EXERCISE GOAL
Begin the copy at the line containing "the bird's dark" and end it at the final line of the material below, reproducing each line exactly, without images.

Pointing dataset records
◇ ◇ ◇

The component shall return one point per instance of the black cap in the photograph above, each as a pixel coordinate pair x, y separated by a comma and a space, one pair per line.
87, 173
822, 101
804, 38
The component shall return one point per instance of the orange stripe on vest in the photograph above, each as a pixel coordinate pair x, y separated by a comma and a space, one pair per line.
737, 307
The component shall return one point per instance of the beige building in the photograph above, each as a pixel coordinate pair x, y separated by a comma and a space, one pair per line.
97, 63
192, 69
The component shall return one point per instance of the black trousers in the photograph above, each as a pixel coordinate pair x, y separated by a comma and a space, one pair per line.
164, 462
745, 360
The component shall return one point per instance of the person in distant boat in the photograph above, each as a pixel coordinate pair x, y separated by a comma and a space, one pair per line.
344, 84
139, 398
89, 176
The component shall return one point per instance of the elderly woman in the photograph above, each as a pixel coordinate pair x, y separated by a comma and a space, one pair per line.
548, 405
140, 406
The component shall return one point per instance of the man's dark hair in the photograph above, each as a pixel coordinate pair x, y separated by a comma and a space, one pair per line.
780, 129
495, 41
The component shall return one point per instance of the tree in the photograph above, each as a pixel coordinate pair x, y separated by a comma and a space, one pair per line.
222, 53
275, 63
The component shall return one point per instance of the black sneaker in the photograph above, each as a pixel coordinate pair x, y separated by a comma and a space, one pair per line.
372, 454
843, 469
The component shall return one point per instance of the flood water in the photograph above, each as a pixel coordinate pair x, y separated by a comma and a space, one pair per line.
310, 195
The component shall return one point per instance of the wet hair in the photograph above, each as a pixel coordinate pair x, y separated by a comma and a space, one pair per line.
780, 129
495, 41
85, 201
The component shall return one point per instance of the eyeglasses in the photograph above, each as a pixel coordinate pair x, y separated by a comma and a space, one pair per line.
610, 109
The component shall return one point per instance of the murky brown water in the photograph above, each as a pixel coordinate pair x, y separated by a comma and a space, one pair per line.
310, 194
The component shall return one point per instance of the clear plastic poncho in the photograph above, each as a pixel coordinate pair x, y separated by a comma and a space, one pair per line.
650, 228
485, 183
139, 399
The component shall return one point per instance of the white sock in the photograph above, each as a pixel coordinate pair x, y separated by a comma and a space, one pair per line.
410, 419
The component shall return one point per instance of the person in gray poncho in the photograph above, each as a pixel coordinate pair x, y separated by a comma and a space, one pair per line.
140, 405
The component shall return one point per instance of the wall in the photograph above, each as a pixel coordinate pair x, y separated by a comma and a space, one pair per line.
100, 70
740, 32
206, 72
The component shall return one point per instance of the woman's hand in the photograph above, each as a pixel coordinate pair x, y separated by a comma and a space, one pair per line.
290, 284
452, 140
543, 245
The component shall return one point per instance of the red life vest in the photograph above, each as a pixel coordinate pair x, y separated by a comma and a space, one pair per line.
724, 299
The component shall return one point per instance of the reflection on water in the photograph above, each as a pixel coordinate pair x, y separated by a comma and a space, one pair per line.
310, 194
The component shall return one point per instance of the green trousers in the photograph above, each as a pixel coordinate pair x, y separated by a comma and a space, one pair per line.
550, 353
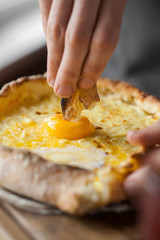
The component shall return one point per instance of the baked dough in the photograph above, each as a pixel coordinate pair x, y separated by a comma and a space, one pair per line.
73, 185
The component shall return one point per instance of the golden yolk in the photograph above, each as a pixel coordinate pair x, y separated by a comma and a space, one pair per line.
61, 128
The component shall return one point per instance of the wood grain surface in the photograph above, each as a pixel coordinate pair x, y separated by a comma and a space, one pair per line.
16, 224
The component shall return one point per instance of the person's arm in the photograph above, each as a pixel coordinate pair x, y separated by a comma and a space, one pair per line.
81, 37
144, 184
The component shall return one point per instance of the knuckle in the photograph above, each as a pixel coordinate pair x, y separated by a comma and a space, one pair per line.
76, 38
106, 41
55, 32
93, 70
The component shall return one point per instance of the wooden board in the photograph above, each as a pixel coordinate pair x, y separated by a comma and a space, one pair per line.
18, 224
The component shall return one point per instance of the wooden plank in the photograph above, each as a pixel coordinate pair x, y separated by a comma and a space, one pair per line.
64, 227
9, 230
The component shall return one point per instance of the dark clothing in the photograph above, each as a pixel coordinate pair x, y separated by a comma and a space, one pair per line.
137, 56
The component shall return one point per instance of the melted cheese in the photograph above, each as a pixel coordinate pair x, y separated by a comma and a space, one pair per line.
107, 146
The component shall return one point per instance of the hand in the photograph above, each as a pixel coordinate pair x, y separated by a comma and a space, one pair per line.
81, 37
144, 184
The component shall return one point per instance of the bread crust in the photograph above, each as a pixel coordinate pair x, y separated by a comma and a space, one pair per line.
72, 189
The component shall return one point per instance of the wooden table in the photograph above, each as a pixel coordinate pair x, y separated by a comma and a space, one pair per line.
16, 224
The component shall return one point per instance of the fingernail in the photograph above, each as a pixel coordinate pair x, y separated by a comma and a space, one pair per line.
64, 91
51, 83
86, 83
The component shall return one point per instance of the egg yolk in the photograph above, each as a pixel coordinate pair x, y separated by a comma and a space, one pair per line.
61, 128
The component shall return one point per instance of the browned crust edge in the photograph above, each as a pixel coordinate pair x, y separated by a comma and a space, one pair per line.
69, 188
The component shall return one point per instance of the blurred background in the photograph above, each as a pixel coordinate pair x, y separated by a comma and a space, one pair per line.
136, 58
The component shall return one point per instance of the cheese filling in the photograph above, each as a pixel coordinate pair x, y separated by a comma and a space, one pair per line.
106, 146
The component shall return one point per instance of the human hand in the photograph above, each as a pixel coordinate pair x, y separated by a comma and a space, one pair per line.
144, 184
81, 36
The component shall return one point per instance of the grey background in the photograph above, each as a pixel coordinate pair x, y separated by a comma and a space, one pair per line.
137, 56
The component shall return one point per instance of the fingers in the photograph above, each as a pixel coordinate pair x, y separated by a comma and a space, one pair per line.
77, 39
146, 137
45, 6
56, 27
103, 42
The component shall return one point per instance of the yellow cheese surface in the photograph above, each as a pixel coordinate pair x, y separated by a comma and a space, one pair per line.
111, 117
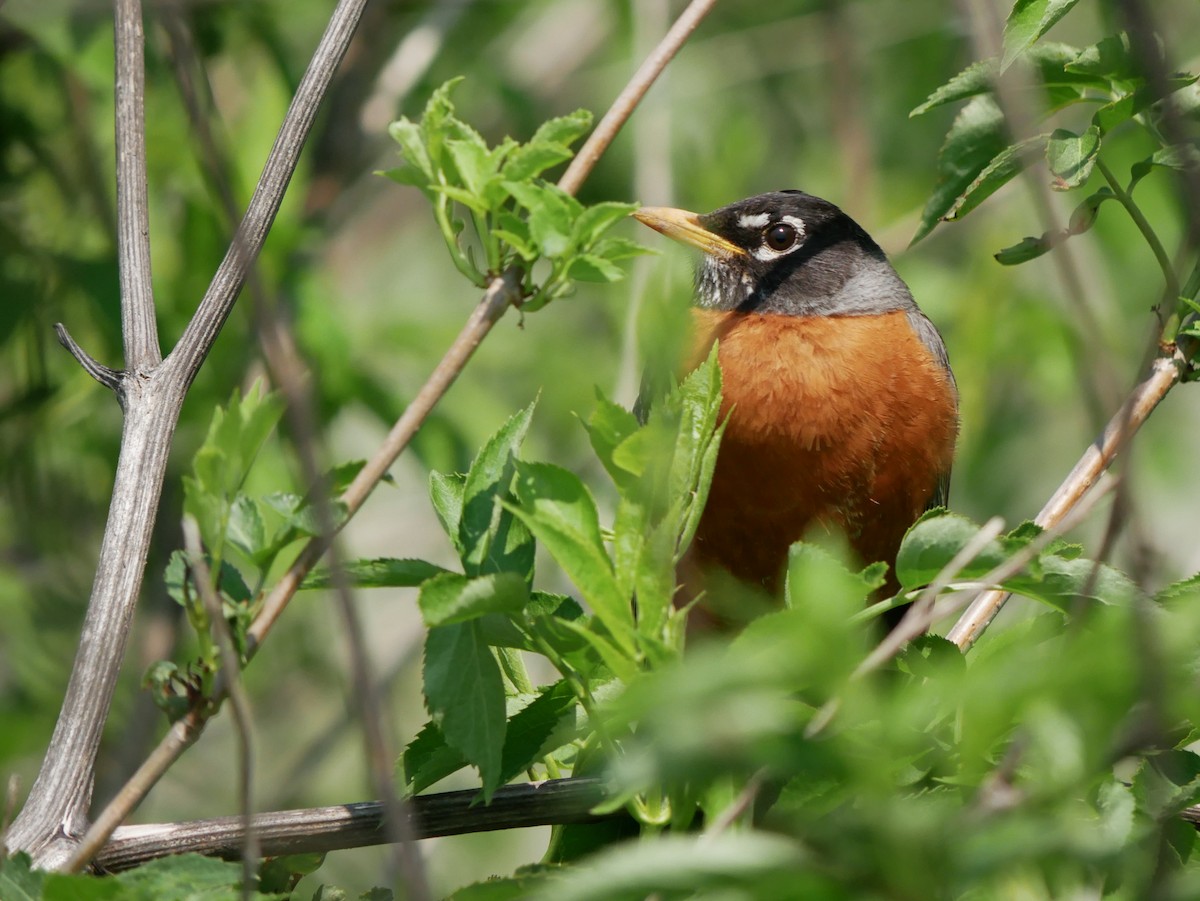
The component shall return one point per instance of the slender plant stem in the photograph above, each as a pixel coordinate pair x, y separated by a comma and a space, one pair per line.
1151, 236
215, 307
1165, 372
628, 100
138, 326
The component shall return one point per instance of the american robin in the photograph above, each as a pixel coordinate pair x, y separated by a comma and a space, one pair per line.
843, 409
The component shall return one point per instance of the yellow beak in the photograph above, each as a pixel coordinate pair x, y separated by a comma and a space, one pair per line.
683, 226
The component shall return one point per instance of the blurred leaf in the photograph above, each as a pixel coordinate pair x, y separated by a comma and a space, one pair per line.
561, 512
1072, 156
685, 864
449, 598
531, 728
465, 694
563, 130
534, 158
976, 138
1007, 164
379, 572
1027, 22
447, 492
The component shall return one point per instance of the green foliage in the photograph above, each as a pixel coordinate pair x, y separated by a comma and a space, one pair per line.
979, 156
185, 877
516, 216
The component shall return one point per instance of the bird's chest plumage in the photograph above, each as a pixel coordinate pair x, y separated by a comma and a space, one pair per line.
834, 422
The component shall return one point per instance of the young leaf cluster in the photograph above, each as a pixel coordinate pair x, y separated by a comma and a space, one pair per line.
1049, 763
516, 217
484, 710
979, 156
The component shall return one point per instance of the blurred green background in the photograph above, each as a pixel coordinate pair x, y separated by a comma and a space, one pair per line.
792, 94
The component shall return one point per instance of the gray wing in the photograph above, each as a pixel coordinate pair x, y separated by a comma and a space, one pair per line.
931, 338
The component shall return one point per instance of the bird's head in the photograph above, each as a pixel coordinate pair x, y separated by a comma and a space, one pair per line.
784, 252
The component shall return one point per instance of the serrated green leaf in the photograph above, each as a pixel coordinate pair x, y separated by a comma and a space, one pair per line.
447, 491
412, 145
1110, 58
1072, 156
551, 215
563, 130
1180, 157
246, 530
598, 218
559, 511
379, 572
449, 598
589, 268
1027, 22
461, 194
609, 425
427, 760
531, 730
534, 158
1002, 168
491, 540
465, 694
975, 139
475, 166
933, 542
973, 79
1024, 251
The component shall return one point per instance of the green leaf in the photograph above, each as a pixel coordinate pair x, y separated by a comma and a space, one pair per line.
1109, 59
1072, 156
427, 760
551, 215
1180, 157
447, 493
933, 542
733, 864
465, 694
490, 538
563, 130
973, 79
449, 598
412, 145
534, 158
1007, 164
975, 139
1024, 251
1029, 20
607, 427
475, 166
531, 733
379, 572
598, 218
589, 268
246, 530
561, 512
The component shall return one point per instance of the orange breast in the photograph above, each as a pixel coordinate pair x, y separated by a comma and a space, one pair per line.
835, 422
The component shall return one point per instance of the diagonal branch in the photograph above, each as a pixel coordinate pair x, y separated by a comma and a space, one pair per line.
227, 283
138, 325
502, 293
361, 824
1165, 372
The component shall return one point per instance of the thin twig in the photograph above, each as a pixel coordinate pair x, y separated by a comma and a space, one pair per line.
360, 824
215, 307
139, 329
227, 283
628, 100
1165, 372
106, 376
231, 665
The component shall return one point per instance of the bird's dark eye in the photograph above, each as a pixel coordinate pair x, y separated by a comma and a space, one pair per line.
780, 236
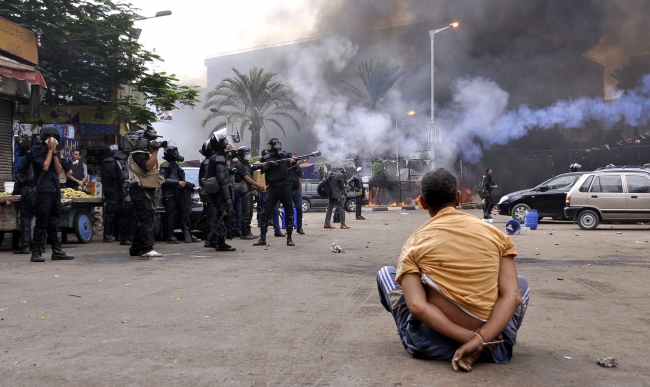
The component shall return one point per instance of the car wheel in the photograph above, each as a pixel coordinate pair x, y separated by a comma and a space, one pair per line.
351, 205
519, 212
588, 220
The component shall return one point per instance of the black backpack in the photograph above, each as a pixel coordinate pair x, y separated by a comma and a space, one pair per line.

◇ ◇ ◇

WRITTEN ANSWER
The component shall return one point per instance of the bird's dark eye in the photograph above, each as a pixel coordinate pair x, y separated by a comma and a space, one pair per line.
780, 236
The component shall return one point per instance of the car wheel in the photograph above, each as a pixel coordinate pair x, y separated by a comma and a space, one pair per line.
351, 205
519, 212
588, 220
The component shall return one point per instance of the black backpack in the photograph above, each as a pixel coordinate pair x, y separated by a comma and a space, one pair per line.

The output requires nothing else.